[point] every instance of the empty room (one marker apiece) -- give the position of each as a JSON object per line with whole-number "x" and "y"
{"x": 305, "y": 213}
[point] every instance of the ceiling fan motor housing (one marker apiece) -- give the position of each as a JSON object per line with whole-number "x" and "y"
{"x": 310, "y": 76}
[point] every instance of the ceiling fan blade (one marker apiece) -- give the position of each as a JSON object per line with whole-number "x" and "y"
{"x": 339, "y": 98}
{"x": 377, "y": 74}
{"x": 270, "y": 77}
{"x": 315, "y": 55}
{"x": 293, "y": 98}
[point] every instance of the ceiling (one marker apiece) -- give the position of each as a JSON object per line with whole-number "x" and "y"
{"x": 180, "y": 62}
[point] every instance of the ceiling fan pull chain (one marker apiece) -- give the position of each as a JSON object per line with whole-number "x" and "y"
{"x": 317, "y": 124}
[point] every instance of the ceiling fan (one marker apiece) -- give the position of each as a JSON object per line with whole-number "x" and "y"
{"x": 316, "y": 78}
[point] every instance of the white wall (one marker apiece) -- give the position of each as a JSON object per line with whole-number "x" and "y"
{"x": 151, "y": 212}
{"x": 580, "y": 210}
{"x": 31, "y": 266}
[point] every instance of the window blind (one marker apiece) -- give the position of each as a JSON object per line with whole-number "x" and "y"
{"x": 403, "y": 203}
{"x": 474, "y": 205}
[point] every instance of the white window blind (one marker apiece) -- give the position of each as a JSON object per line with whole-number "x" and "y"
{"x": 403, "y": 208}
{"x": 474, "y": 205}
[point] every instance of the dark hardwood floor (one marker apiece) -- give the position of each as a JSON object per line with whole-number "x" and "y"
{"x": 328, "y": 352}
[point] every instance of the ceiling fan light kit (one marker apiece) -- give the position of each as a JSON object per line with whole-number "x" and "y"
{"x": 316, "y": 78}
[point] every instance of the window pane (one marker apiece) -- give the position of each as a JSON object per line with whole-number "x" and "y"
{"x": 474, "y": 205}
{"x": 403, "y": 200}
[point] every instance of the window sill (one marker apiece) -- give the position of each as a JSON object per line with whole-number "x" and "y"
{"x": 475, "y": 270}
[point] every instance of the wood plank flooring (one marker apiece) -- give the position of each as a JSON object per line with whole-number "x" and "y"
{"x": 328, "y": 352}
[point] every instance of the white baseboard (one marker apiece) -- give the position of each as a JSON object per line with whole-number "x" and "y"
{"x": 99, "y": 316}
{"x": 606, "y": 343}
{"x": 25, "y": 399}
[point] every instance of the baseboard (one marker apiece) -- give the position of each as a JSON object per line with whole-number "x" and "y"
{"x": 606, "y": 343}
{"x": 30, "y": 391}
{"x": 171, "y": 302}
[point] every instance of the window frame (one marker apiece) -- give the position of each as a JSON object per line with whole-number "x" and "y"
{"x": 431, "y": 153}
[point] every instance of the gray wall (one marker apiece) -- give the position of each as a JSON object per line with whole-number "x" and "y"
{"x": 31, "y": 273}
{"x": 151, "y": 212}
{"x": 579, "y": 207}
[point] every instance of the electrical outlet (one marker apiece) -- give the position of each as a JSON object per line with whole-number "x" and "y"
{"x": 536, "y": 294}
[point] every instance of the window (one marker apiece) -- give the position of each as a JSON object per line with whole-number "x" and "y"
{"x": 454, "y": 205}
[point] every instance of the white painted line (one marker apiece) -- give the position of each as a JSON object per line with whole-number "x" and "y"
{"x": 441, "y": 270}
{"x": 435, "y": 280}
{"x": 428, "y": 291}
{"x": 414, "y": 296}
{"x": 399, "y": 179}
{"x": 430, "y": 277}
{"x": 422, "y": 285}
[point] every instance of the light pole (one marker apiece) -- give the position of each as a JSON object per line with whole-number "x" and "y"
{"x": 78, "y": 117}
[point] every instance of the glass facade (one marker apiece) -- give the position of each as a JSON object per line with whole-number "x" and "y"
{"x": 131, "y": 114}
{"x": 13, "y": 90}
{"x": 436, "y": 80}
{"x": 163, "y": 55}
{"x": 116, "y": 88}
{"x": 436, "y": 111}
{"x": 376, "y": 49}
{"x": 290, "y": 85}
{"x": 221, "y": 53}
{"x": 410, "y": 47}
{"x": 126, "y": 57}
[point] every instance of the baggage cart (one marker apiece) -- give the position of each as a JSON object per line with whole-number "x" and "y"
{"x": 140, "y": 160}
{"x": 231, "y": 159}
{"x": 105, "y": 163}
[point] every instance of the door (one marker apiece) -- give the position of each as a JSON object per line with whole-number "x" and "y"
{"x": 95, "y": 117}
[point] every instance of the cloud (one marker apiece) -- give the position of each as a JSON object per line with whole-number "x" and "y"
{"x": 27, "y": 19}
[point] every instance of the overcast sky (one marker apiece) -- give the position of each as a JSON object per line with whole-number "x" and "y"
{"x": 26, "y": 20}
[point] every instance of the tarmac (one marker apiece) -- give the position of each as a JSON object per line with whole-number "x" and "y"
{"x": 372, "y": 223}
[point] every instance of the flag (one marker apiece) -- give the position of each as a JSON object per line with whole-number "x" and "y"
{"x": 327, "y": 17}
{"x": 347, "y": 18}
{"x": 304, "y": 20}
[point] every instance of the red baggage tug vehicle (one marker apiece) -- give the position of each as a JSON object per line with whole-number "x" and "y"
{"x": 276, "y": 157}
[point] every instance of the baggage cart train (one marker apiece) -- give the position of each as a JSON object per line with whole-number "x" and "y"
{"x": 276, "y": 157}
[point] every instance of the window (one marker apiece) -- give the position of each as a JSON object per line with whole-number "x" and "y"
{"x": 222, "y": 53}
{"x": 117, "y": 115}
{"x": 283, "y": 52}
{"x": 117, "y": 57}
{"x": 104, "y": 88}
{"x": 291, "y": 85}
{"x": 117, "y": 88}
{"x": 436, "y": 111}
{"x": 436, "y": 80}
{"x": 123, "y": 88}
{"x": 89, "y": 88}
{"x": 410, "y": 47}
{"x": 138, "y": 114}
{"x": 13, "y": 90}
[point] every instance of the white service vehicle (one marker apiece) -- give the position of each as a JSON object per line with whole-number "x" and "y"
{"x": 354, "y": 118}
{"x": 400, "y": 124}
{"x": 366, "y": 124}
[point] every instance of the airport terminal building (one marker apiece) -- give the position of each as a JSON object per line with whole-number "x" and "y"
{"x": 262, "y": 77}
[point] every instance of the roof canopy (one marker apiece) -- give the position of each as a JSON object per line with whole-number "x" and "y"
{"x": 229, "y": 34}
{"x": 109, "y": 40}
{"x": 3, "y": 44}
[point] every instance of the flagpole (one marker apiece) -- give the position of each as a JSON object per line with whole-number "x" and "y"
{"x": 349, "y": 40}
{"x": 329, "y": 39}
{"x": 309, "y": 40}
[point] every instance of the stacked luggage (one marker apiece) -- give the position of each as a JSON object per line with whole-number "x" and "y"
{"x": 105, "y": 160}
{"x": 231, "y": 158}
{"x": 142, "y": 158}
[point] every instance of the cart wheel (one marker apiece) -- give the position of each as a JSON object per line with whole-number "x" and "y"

**Instructions to follow**
Restate every entry above word for word.

**Task result**
[point] every instance of the empty room (one marker apiece) -- give the position of each as a JSON object per line with whole-number "x" and "y"
{"x": 305, "y": 213}
[point] every instance of the ceiling fan motor housing (one marker apiece) -- give the position of each as a JSON object per line with whole-number "x" and "y"
{"x": 310, "y": 76}
[point] every instance of the ceiling fan blade (one marker apiece) -- give the position of each as a JSON object per line with whole-number "x" and "y"
{"x": 339, "y": 98}
{"x": 377, "y": 74}
{"x": 270, "y": 77}
{"x": 315, "y": 55}
{"x": 293, "y": 98}
[point] every instance of the ceiling (one marker apiece) -- give the position of each as a JSON object per line with whole-number "x" and "y"
{"x": 180, "y": 62}
[point] every instance of the ceiling fan pull chain (one marker apiece) -- give the position of each as a JSON object per line with whole-number "x" and "y"
{"x": 317, "y": 124}
[point] every instance of the ceiling fan (one marker apiece) -- give the position of each as a JSON object per line with whole-number "x" and "y"
{"x": 316, "y": 78}
[point] every instance of the white wall (one marker apiece) -- give the position of each as a JSON object per line with whole-number "x" and "y"
{"x": 151, "y": 212}
{"x": 580, "y": 210}
{"x": 31, "y": 266}
[point] every instance of the window blind (one marker apiece) -- give the position of each as a JSON object per line with whole-number "x" and "y"
{"x": 403, "y": 203}
{"x": 474, "y": 205}
[point] every instance of the white window blind (one marker apiece) -- give the position of each as a JSON object per line with whole-number "x" and "y"
{"x": 403, "y": 208}
{"x": 474, "y": 205}
[point] every instance of the dark hardwood floor (one marker apiece) -- give the position of each as a JSON object per line with whole-number "x" and "y"
{"x": 328, "y": 352}
[point] every instance of the ceiling fan light kit (one marker apiece) -- give the position of each as a JSON object per line with whole-number "x" and "y"
{"x": 316, "y": 78}
[point] every instance of the window pane (one marker apiece) -- give the position of each as a JSON object per line with whole-number "x" and "y"
{"x": 474, "y": 205}
{"x": 403, "y": 200}
[point] every instance of the window sill (one marker apiece) -- give the position of each as a JSON object per line with whole-number "x" and "y"
{"x": 475, "y": 270}
[point] every instance of the wood plank flooring (one marker apiece) -- give the position of each as a JSON object per line with whole-number "x" and "y"
{"x": 328, "y": 352}
[point] every instance of the white baseboard (one marker apiece) -- give the position of each as a JSON object per line with whole-number "x" and "y"
{"x": 99, "y": 316}
{"x": 606, "y": 343}
{"x": 25, "y": 399}
[point] every instance of the baseboard (one marker apiece) -- give the position of each as a JSON object per line with whole-number "x" and "y"
{"x": 606, "y": 343}
{"x": 30, "y": 391}
{"x": 171, "y": 302}
[point] every instance of the window frame (one marker apiece) -- give the position of each as a JSON object per line with whole-number "x" and "y"
{"x": 431, "y": 153}
[point] every instance of the gray wall (one marker apiece) -- give the position of each as a JSON object per line with whole-number "x" and "y"
{"x": 31, "y": 273}
{"x": 151, "y": 212}
{"x": 579, "y": 207}
[point] every instance of the electrical outlet (one marker apiece) -- give the position of each as a JSON object per line with whole-number "x" and "y"
{"x": 536, "y": 294}
[point] every instance of the window (one marker apiece) -- give the position of each as a JSON object per line with whole-number "x" and "y"
{"x": 454, "y": 205}
[point] every instance of the white painted line (one marker apiece) -- give the position of each as a JSON object per line with whole-number "x" and "y"
{"x": 441, "y": 270}
{"x": 435, "y": 280}
{"x": 428, "y": 291}
{"x": 414, "y": 296}
{"x": 399, "y": 179}
{"x": 430, "y": 277}
{"x": 422, "y": 285}
[point] every instance of the light pole (one marker apiece) -- give the position of each as a JSON object per line with whole-number "x" and "y"
{"x": 78, "y": 117}
[point] every instance of the glass facade (one marker apiece) -- give the position of each as a JSON object per line with whole-number "x" and "y"
{"x": 131, "y": 114}
{"x": 13, "y": 90}
{"x": 436, "y": 80}
{"x": 163, "y": 55}
{"x": 116, "y": 88}
{"x": 436, "y": 111}
{"x": 376, "y": 49}
{"x": 290, "y": 85}
{"x": 221, "y": 53}
{"x": 410, "y": 47}
{"x": 126, "y": 57}
[point] every instance of the baggage cart (one marker apiece) -- give the position of each as a JSON object per line with whole-number "x" and "y"
{"x": 140, "y": 160}
{"x": 231, "y": 159}
{"x": 105, "y": 163}
[point] every instance of the door (one marker apiece) -- give the position of each as a JSON object per line with whole-number "x" and "y"
{"x": 95, "y": 117}
[point] every instance of the cloud (one marker apiece) -- give the position of each as a JSON object per line with whole-number "x" and "y"
{"x": 27, "y": 19}
[point] every instance of the overcast sky (one marker apiece) -- give the position of each as a JSON object per line with whole-number "x" and "y"
{"x": 26, "y": 20}
[point] every instance of the tarmac (one marker apiece) -- give the position of each as a JSON object per line with whole-number "x" and "y"
{"x": 372, "y": 223}
[point] every instance of the flag (one marker apiece) -- give the position of each as a JSON object per line with whole-number "x" and "y"
{"x": 327, "y": 17}
{"x": 347, "y": 18}
{"x": 304, "y": 20}
[point] every instance of the red baggage tug vehicle (one marker apiece) -- give the position of each as a JSON object per line with whole-number "x" and "y"
{"x": 276, "y": 157}
[point] every instance of the baggage cart train (one marker apiece) -- give the position of each as a JSON object per line with whole-number "x" and "y"
{"x": 276, "y": 157}
[point] every instance of the window (one marker apiece) -- give the position of each as a JSON object per line with whole-number "x" and "y"
{"x": 222, "y": 53}
{"x": 117, "y": 115}
{"x": 283, "y": 52}
{"x": 117, "y": 57}
{"x": 104, "y": 88}
{"x": 291, "y": 85}
{"x": 117, "y": 88}
{"x": 436, "y": 111}
{"x": 436, "y": 80}
{"x": 123, "y": 88}
{"x": 89, "y": 88}
{"x": 410, "y": 47}
{"x": 138, "y": 114}
{"x": 13, "y": 90}
[point] every instance of the white service vehicle (one marker apiece) -- give the position of each as a JSON object per line with whole-number "x" and "y"
{"x": 354, "y": 118}
{"x": 400, "y": 124}
{"x": 366, "y": 124}
[point] every instance of the airport terminal building (one marker apiece) -- give the position of each as a JSON object per line with whole-number "x" and "y"
{"x": 262, "y": 77}
[point] every instance of the roof canopy (one marker apiece) -- give the position of each as a JSON object per line with whole-number "x" and "y"
{"x": 229, "y": 34}
{"x": 109, "y": 40}
{"x": 3, "y": 44}
[point] every instance of the flagpole (one marker apiece) -- give the position of each as a JSON object per line with whole-number "x" and "y"
{"x": 349, "y": 40}
{"x": 329, "y": 39}
{"x": 309, "y": 40}
[point] every instance of the stacked luggage (one marker apiece) -- give the position of each as a JSON object per line with whole-number "x" and "y"
{"x": 105, "y": 160}
{"x": 231, "y": 158}
{"x": 142, "y": 158}
[point] every instance of the cart wheel (one marker apiece) -- give the position of each as a JSON object per line with whole-number "x" and "y"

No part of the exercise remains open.